> [What this task involves]:
Pick out each line in the entries below that contains the word "green", and copy those lines in full.

Collection entries
━━━━━━━━━━━━━━━━
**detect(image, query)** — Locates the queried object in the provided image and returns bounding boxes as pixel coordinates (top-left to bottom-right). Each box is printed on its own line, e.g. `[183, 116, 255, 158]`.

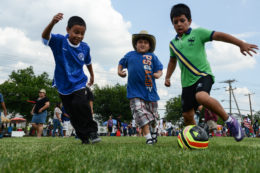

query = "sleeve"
[84, 46, 91, 65]
[0, 93, 4, 103]
[119, 54, 128, 68]
[169, 42, 177, 58]
[197, 28, 215, 43]
[153, 55, 163, 72]
[86, 87, 94, 101]
[47, 34, 64, 50]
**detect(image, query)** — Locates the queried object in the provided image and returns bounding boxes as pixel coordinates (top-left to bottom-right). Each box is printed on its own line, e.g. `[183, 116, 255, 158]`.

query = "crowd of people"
[0, 4, 258, 145]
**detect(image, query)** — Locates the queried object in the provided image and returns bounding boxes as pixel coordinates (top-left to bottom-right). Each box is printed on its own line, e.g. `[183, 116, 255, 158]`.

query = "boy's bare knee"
[195, 91, 210, 105]
[182, 110, 196, 126]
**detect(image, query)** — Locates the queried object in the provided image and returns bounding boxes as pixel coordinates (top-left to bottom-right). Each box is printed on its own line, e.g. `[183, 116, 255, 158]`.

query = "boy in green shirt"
[165, 4, 258, 141]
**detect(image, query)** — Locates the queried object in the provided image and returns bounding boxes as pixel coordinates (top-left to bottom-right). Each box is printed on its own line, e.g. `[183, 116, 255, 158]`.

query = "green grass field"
[0, 137, 260, 173]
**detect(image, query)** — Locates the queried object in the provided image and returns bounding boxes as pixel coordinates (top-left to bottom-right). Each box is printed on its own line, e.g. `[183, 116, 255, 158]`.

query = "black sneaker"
[90, 133, 101, 144]
[151, 132, 157, 144]
[146, 138, 154, 145]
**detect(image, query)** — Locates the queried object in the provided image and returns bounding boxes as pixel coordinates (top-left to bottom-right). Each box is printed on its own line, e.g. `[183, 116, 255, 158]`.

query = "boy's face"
[136, 39, 150, 53]
[172, 14, 191, 36]
[67, 25, 86, 45]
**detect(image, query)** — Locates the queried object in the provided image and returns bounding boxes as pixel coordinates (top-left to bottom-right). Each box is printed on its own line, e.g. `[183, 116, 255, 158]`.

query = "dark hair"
[170, 4, 191, 21]
[67, 16, 86, 29]
[55, 102, 61, 108]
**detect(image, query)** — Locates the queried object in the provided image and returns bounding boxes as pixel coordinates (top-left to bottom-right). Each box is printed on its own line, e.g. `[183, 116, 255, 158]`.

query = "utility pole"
[231, 88, 243, 121]
[220, 79, 236, 115]
[245, 93, 255, 125]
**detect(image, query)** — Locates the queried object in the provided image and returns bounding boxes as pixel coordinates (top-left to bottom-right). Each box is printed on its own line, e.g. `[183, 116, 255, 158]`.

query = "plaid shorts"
[130, 98, 159, 127]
━━━━━━━━━━━━━━━━
> [Solution to this problem]:
query = "boy in green shirt"
query = "green grass field"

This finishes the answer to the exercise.